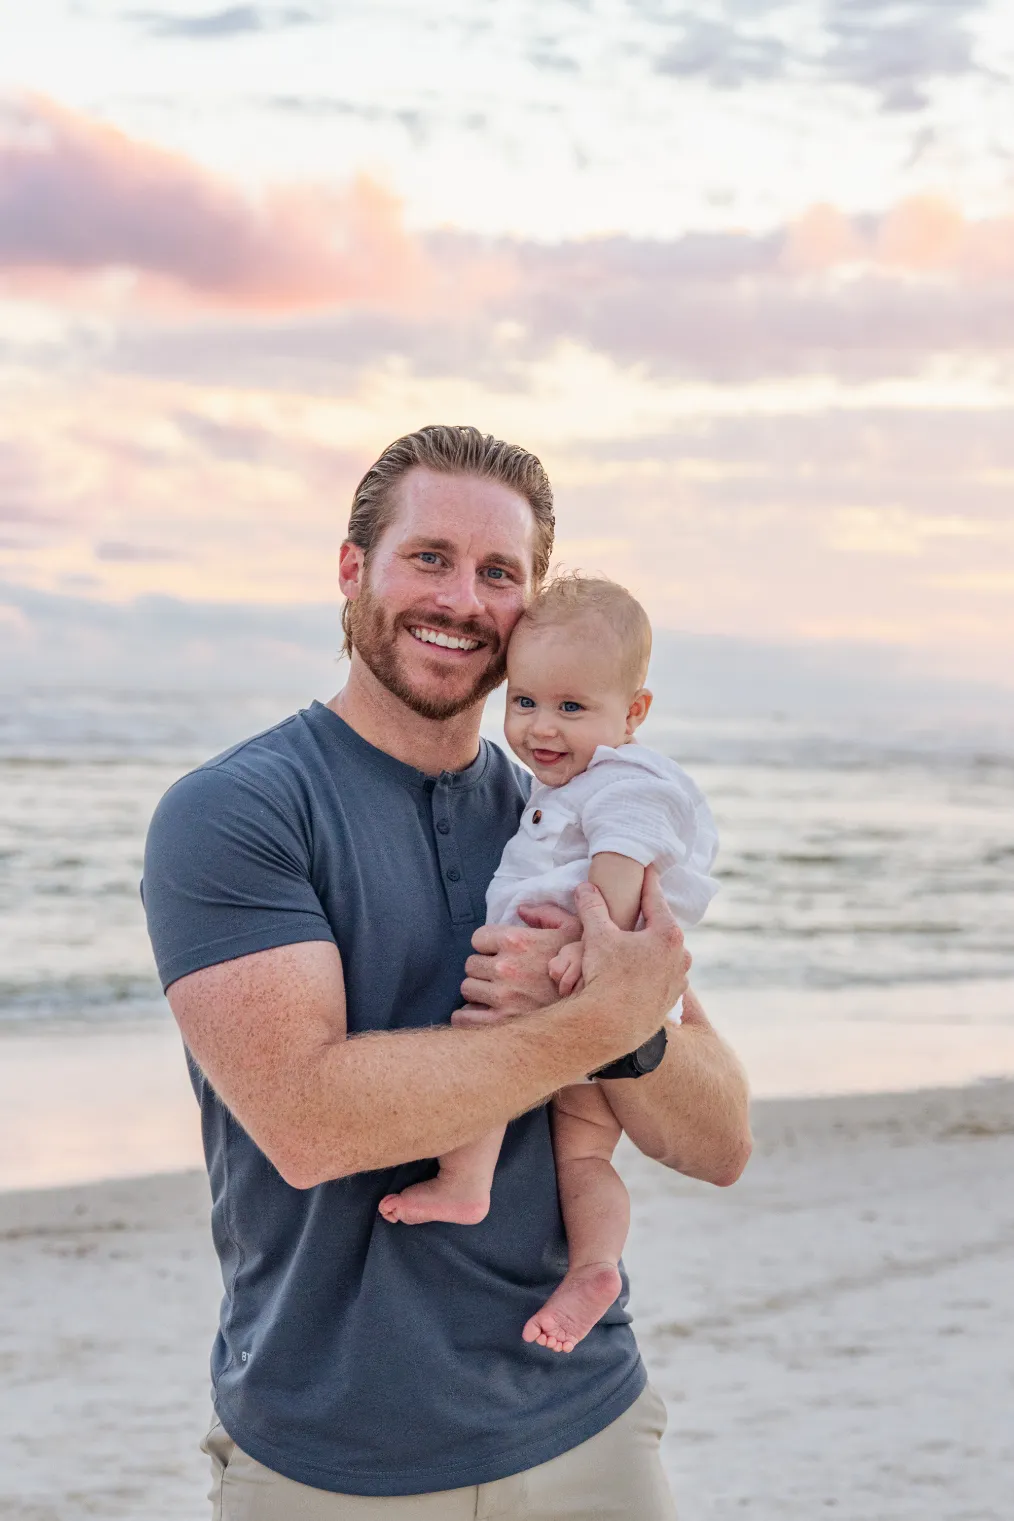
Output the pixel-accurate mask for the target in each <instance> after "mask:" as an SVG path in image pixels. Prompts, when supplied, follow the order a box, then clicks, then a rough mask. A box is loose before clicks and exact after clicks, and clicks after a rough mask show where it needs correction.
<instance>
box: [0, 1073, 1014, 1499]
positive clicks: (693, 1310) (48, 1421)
mask: <svg viewBox="0 0 1014 1521" xmlns="http://www.w3.org/2000/svg"><path fill="white" fill-rule="evenodd" d="M754 1124H756V1135H757V1151H756V1156H754V1161H753V1164H751V1167H749V1170H748V1173H746V1177H745V1179H743V1180H742V1182H740V1183H739V1185H737V1186H736V1188H733V1189H728V1191H718V1189H713V1188H705V1186H702V1185H696V1183H692V1182H689V1180H686V1179H681V1177H678V1176H675V1174H670V1173H664V1171H663V1170H661V1168H657V1167H652V1165H651V1164H646V1162H645V1161H643V1159H642V1157H639V1156H635V1154H634V1153H632V1151H629V1150H628V1151H626V1153H625V1156H623V1164H622V1165H623V1171H625V1176H626V1179H628V1183H629V1186H631V1194H632V1200H634V1229H632V1237H631V1243H629V1249H628V1253H626V1261H628V1265H629V1270H631V1276H632V1282H634V1299H632V1308H634V1313H635V1319H637V1328H639V1335H640V1342H642V1348H643V1351H645V1357H646V1361H648V1364H649V1369H651V1372H652V1377H654V1380H655V1383H657V1384H658V1387H660V1389H661V1392H663V1393H664V1396H666V1401H667V1404H669V1411H670V1427H669V1433H667V1437H666V1462H667V1466H669V1471H670V1474H672V1478H673V1484H675V1489H677V1497H678V1501H680V1512H681V1518H683V1521H711V1518H713V1521H727V1518H733V1516H736V1518H739V1516H751V1518H756V1521H775V1518H778V1521H804V1518H806V1521H812V1518H815V1516H819V1515H835V1516H838V1518H842V1521H853V1518H854V1521H860V1518H862V1521H871V1518H873V1521H902V1518H905V1521H917V1518H918V1521H1002V1518H1006V1516H1009V1495H1011V1494H1014V1419H1012V1407H1014V1189H1012V1188H1011V1176H1012V1173H1014V1084H1006V1083H987V1084H978V1086H973V1088H967V1089H952V1091H924V1092H915V1094H906V1095H900V1097H892V1095H873V1097H848V1098H821V1100H786V1101H765V1103H760V1104H757V1106H756V1113H754ZM205 1217H207V1185H205V1180H204V1176H202V1174H199V1173H179V1174H163V1176H155V1177H141V1179H122V1180H116V1182H106V1183H97V1185H85V1186H74V1188H59V1189H41V1191H27V1192H9V1194H0V1275H2V1281H3V1285H5V1293H3V1300H2V1303H0V1367H2V1369H3V1392H2V1393H0V1405H2V1410H3V1415H2V1419H0V1515H3V1516H9V1518H18V1521H79V1518H96V1516H99V1518H132V1521H193V1518H199V1516H202V1515H205V1504H204V1498H202V1495H204V1489H205V1474H204V1460H202V1459H201V1456H199V1454H198V1453H196V1442H198V1440H199V1437H201V1434H202V1431H204V1425H205V1422H207V1411H208V1392H207V1354H208V1346H210V1340H211V1334H213V1326H214V1319H216V1305H217V1296H219V1279H217V1267H216V1262H214V1258H213V1253H211V1249H210V1241H208V1232H207V1218H205Z"/></svg>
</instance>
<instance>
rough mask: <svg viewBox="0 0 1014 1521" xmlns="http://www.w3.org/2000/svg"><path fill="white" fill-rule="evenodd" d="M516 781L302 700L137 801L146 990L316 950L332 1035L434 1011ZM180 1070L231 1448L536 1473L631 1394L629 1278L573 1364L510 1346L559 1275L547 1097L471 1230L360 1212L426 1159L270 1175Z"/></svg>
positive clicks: (283, 1467) (588, 1433)
mask: <svg viewBox="0 0 1014 1521" xmlns="http://www.w3.org/2000/svg"><path fill="white" fill-rule="evenodd" d="M526 791H528V779H526V777H524V776H523V773H521V771H520V770H518V768H517V767H514V765H512V764H511V762H509V760H508V759H506V756H505V754H503V753H502V751H500V750H497V747H496V745H491V744H488V742H485V741H482V744H480V750H479V756H477V759H476V760H474V762H473V765H470V767H468V768H467V770H465V771H459V773H442V774H441V776H438V777H429V776H426V774H424V773H421V771H415V770H414V768H412V767H407V765H403V764H401V762H400V760H395V759H394V757H392V756H389V754H386V753H385V751H382V750H377V748H374V747H372V745H369V744H368V742H366V741H365V739H362V738H360V736H359V735H356V732H354V730H351V729H350V727H348V726H347V724H345V722H342V719H341V718H337V716H336V715H334V713H333V712H331V710H330V709H328V707H324V706H322V704H321V703H315V704H313V706H312V707H309V709H306V710H304V712H299V713H296V715H295V716H292V718H287V719H286V721H284V722H281V724H278V726H277V727H275V729H271V730H268V732H266V733H263V735H258V736H255V738H254V739H249V741H246V742H245V744H242V745H237V747H234V748H233V750H228V751H227V753H225V754H222V756H217V757H216V759H214V760H210V762H208V764H207V765H204V767H201V768H199V770H198V771H193V773H190V776H185V777H182V780H179V782H176V785H175V786H172V788H170V791H169V792H167V794H166V797H164V799H163V800H161V803H160V805H158V809H157V812H155V817H154V820H152V826H151V830H149V837H147V849H146V855H144V884H143V894H144V908H146V913H147V925H149V932H151V938H152V946H154V949H155V958H157V961H158V969H160V975H161V981H163V986H164V987H169V984H170V983H173V981H176V978H181V976H187V973H190V972H196V970H198V969H201V967H205V966H213V964H216V963H220V961H230V960H233V958H236V957H242V955H249V954H251V952H255V951H266V949H269V948H272V946H283V945H295V943H298V941H304V940H328V941H333V943H334V945H336V946H337V949H339V952H341V957H342V964H344V970H345V989H347V1001H348V1030H350V1033H357V1031H362V1030H400V1028H417V1027H426V1025H433V1024H441V1022H445V1021H447V1019H448V1018H450V1013H452V1011H453V1010H455V1008H456V1007H459V1004H461V993H459V983H461V978H462V975H464V970H462V969H464V961H465V957H467V955H468V952H470V940H471V934H473V931H474V929H476V926H477V925H480V923H482V922H483V907H485V891H486V885H488V882H490V878H491V876H493V873H494V870H496V867H497V862H499V859H500V852H502V850H503V846H505V843H506V841H508V840H509V837H511V835H512V834H514V830H515V829H517V823H518V817H520V812H521V809H523V806H524V797H526ZM189 1060H190V1072H192V1080H193V1086H195V1091H196V1095H198V1100H199V1103H201V1115H202V1130H204V1147H205V1156H207V1165H208V1174H210V1180H211V1199H213V1208H211V1229H213V1237H214V1246H216V1249H217V1255H219V1259H220V1264H222V1279H223V1285H225V1296H223V1300H222V1313H220V1325H219V1332H217V1337H216V1342H214V1349H213V1354H211V1378H213V1387H214V1405H216V1410H217V1415H219V1418H220V1421H222V1425H223V1427H225V1430H227V1431H228V1433H230V1436H231V1437H233V1440H234V1442H237V1443H239V1446H240V1448H242V1450H243V1451H246V1453H248V1454H249V1456H251V1457H254V1459H257V1460H258V1462H260V1463H263V1465H265V1466H268V1468H271V1469H274V1471H277V1472H280V1474H284V1475H286V1477H289V1478H293V1480H296V1481H299V1483H304V1484H312V1486H315V1488H318V1489H330V1491H336V1492H339V1494H356V1495H404V1494H423V1492H430V1491H439V1489H455V1488H459V1486H465V1484H479V1483H488V1481H493V1480H496V1478H503V1477H506V1475H509V1474H515V1472H520V1471H523V1469H526V1468H532V1466H535V1465H537V1463H543V1462H547V1460H549V1459H552V1457H556V1456H558V1454H559V1453H564V1451H567V1450H569V1448H572V1446H576V1445H578V1443H579V1442H584V1440H585V1439H587V1437H590V1436H594V1434H596V1433H597V1431H600V1430H602V1428H604V1427H605V1425H608V1424H610V1422H611V1421H614V1419H616V1418H617V1416H619V1415H622V1413H623V1410H626V1408H628V1405H631V1404H632V1402H634V1399H635V1398H637V1396H639V1393H640V1392H642V1389H643V1386H645V1370H643V1366H642V1363H640V1358H639V1354H637V1346H635V1342H634V1335H632V1331H631V1326H629V1316H628V1314H626V1310H625V1305H626V1281H625V1287H623V1293H622V1294H620V1297H619V1299H617V1302H616V1305H614V1307H613V1308H611V1310H610V1311H608V1314H607V1316H605V1317H604V1319H602V1322H600V1323H599V1325H597V1326H596V1328H594V1329H593V1331H591V1334H590V1335H588V1337H585V1340H584V1342H581V1343H579V1345H578V1348H576V1349H575V1351H573V1352H572V1354H570V1355H569V1357H561V1355H558V1354H553V1352H549V1351H547V1349H544V1348H540V1346H529V1345H526V1343H524V1342H521V1326H523V1325H524V1320H526V1319H528V1317H529V1316H531V1314H532V1313H534V1311H535V1310H537V1308H538V1307H540V1305H541V1303H543V1302H544V1299H546V1297H547V1296H549V1293H550V1291H552V1288H553V1287H555V1285H556V1282H558V1281H559V1278H561V1276H562V1273H564V1270H566V1265H567V1246H566V1238H564V1232H562V1223H561V1217H559V1205H558V1199H556V1179H555V1170H553V1154H552V1145H550V1136H549V1124H547V1112H546V1109H538V1110H535V1112H534V1113H529V1115H524V1116H523V1118H521V1119H515V1121H514V1122H512V1124H511V1126H509V1127H508V1133H506V1139H505V1144H503V1151H502V1154H500V1161H499V1165H497V1171H496V1179H494V1186H493V1206H491V1209H490V1214H488V1217H486V1218H485V1220H483V1221H482V1224H477V1226H455V1224H427V1226H403V1224H388V1223H386V1221H385V1220H383V1218H382V1217H380V1215H379V1214H377V1203H379V1200H380V1199H382V1197H383V1196H385V1194H386V1192H391V1191H392V1189H401V1188H404V1186H406V1185H407V1183H412V1182H415V1180H418V1179H423V1177H427V1176H432V1174H433V1171H435V1164H433V1162H412V1164H406V1165H403V1167H394V1168H388V1170H383V1171H377V1173H362V1174H359V1176H356V1177H344V1179H336V1180H334V1182H328V1183H321V1185H318V1186H316V1188H309V1189H304V1191H301V1189H296V1188H290V1186H289V1185H287V1183H286V1182H284V1180H283V1177H281V1176H280V1174H278V1173H277V1170H275V1168H274V1167H272V1164H271V1162H269V1161H268V1157H266V1156H265V1154H263V1151H260V1150H258V1147H257V1145H255V1144H254V1142H252V1141H251V1138H249V1136H248V1135H246V1132H245V1130H243V1127H242V1126H240V1124H239V1121H237V1119H236V1118H234V1116H233V1115H230V1112H228V1110H227V1109H225V1106H223V1104H222V1103H220V1100H219V1098H217V1097H216V1094H214V1091H213V1088H211V1084H210V1083H208V1080H207V1078H205V1077H204V1075H202V1072H201V1071H199V1069H198V1066H196V1063H195V1062H193V1060H192V1059H189Z"/></svg>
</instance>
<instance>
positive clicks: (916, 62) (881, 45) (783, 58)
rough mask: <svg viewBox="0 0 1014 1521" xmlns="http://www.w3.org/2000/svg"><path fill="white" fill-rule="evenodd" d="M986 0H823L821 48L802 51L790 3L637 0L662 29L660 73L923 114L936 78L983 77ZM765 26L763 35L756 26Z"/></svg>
mask: <svg viewBox="0 0 1014 1521" xmlns="http://www.w3.org/2000/svg"><path fill="white" fill-rule="evenodd" d="M984 6H985V0H824V3H822V6H821V9H819V12H818V20H819V26H821V29H822V32H824V38H825V41H824V43H822V46H816V47H804V46H800V44H798V41H797V38H795V35H794V30H795V26H797V20H798V18H797V14H795V12H794V9H792V8H791V6H787V5H786V3H784V0H725V5H722V6H721V8H719V11H718V12H713V14H710V15H707V14H705V15H702V14H701V11H699V9H683V8H681V9H675V8H672V6H669V5H660V3H657V0H634V9H635V11H637V12H639V14H640V15H642V17H643V18H645V20H648V21H651V23H654V24H655V26H657V27H658V30H660V32H661V33H663V37H664V41H663V43H661V47H660V50H657V52H655V53H654V67H655V70H657V71H658V73H663V75H672V76H673V78H677V79H702V81H705V82H707V84H710V85H711V87H713V88H716V90H737V88H740V87H743V85H746V84H763V82H768V81H772V79H781V78H784V76H787V75H792V76H794V78H798V79H800V81H809V82H832V84H841V85H853V87H857V88H862V90H868V91H871V93H873V94H874V96H876V97H877V102H879V105H880V108H882V110H885V111H918V110H921V108H923V106H924V105H926V103H927V87H929V85H930V84H932V82H933V81H936V79H946V78H958V76H962V75H971V73H981V71H982V67H981V64H979V62H978V59H976V55H974V37H973V32H971V29H970V23H971V21H973V20H974V17H976V15H978V14H981V12H982V9H984ZM759 23H760V24H762V27H763V29H760V30H759Z"/></svg>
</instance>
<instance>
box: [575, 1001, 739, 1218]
mask: <svg viewBox="0 0 1014 1521" xmlns="http://www.w3.org/2000/svg"><path fill="white" fill-rule="evenodd" d="M667 1028H669V1045H667V1046H666V1054H664V1057H663V1060H661V1065H660V1066H658V1068H657V1069H655V1071H654V1072H649V1074H648V1075H645V1077H637V1078H629V1077H625V1078H616V1080H613V1081H604V1083H602V1084H600V1086H602V1092H604V1094H605V1098H607V1101H608V1104H610V1109H611V1110H613V1113H614V1115H616V1118H617V1119H619V1122H620V1124H622V1126H623V1130H626V1133H628V1136H629V1138H631V1141H632V1142H634V1145H635V1147H637V1150H639V1151H643V1153H645V1156H651V1157H652V1159H654V1161H655V1162H661V1164H663V1165H664V1167H670V1168H673V1170H675V1171H677V1173H686V1176H687V1177H699V1179H701V1180H702V1182H705V1183H716V1185H718V1186H719V1188H727V1186H728V1185H730V1183H734V1182H736V1179H737V1177H739V1176H740V1174H742V1171H743V1168H745V1167H746V1162H748V1161H749V1153H751V1150H753V1138H751V1133H749V1089H748V1086H746V1077H745V1074H743V1069H742V1066H740V1063H739V1060H737V1059H736V1056H734V1053H733V1051H731V1049H730V1048H728V1046H727V1045H725V1042H724V1040H722V1039H721V1036H719V1034H718V1031H716V1030H715V1027H713V1025H711V1024H710V1022H708V1019H707V1016H705V1013H704V1010H702V1008H701V1005H699V1002H698V1001H696V998H695V996H693V993H690V992H687V993H684V998H683V1022H681V1024H678V1025H673V1024H669V1027H667Z"/></svg>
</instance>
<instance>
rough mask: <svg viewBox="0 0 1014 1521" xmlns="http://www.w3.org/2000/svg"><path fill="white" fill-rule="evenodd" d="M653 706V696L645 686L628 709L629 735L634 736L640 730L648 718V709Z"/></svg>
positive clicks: (639, 692)
mask: <svg viewBox="0 0 1014 1521" xmlns="http://www.w3.org/2000/svg"><path fill="white" fill-rule="evenodd" d="M651 704H652V695H651V692H649V691H648V687H646V686H643V687H642V689H640V692H637V695H635V697H634V701H632V703H631V706H629V707H628V709H626V733H628V735H632V733H634V730H635V729H640V726H642V724H643V722H645V719H646V718H648V709H649V707H651Z"/></svg>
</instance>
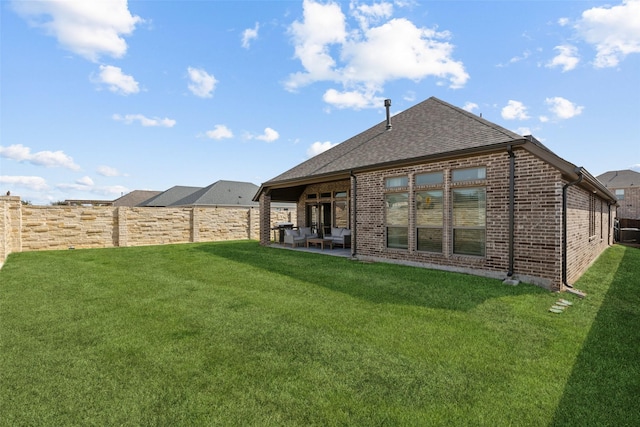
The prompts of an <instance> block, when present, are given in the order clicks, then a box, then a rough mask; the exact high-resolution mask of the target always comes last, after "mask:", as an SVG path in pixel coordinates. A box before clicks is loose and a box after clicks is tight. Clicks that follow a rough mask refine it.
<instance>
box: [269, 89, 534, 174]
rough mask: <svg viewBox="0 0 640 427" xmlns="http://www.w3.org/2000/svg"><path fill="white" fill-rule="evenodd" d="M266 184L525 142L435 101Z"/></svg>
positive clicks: (521, 139)
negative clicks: (517, 141)
mask: <svg viewBox="0 0 640 427" xmlns="http://www.w3.org/2000/svg"><path fill="white" fill-rule="evenodd" d="M391 125H392V129H391V130H387V124H386V120H385V121H383V122H381V123H379V124H377V125H375V126H373V127H372V128H370V129H368V130H366V131H364V132H362V133H360V134H358V135H356V136H354V137H352V138H350V139H348V140H346V141H344V142H342V143H341V144H338V145H337V146H335V147H333V148H331V149H330V150H327V151H325V152H323V153H321V154H319V155H317V156H315V157H313V158H311V159H309V160H307V161H306V162H304V163H301V164H300V165H298V166H296V167H294V168H292V169H290V170H288V171H286V172H284V173H283V174H281V175H278V176H277V177H275V178H273V179H271V180H269V181H267V182H266V183H264V185H268V184H270V183H276V182H281V181H289V180H293V179H297V178H302V177H313V176H322V175H327V174H332V173H338V172H348V171H350V170H354V169H360V168H367V167H373V166H380V165H383V164H389V163H393V162H399V161H407V160H409V159H420V158H424V157H430V156H437V155H439V154H445V153H451V152H456V151H463V150H472V149H474V148H481V147H485V146H491V145H499V144H505V143H508V142H511V141H514V140H522V139H523V137H522V136H520V135H518V134H516V133H514V132H511V131H510V130H507V129H505V128H503V127H500V126H498V125H496V124H494V123H491V122H489V121H487V120H484V119H483V118H481V117H478V116H476V115H475V114H472V113H469V112H467V111H465V110H462V109H460V108H457V107H454V106H453V105H450V104H448V103H446V102H444V101H441V100H439V99H437V98H435V97H431V98H429V99H427V100H426V101H423V102H421V103H419V104H417V105H415V106H413V107H411V108H409V109H407V110H404V111H402V112H401V113H399V114H397V115H395V116H393V117H392V119H391Z"/></svg>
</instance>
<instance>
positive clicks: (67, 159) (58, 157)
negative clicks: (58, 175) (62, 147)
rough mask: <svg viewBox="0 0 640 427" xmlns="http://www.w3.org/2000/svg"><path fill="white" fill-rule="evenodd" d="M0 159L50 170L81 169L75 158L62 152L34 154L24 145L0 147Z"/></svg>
mask: <svg viewBox="0 0 640 427" xmlns="http://www.w3.org/2000/svg"><path fill="white" fill-rule="evenodd" d="M0 157H4V158H7V159H11V160H15V161H17V162H27V163H31V164H33V165H36V166H45V167H48V168H55V167H61V168H66V169H71V170H79V169H80V166H78V165H77V164H75V162H74V161H73V158H72V157H70V156H68V155H66V154H64V152H62V151H38V152H36V153H32V152H31V149H30V148H29V147H25V146H24V145H22V144H14V145H9V146H8V147H3V146H0Z"/></svg>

+++

#### WORK INSTRUCTIONS
Reproduce the entries word for word, from their start through the line containing "positive clicks: (693, 1310) (48, 1421)", and leave the pictures out of your answer.

#### TASK RESPONSE
Output the pixel-accurate mask for the target in each <instance> after "mask:" as an SVG path in image pixels. Prompts, when supplied, follow the order a box, then clicks, then a rough mask. A box is loose before clicks and exact after clicks, and clicks after a rough mask show where it needs correction.
<instance>
box: [0, 1073, 1014, 1499]
positive clicks: (693, 1310) (48, 1421)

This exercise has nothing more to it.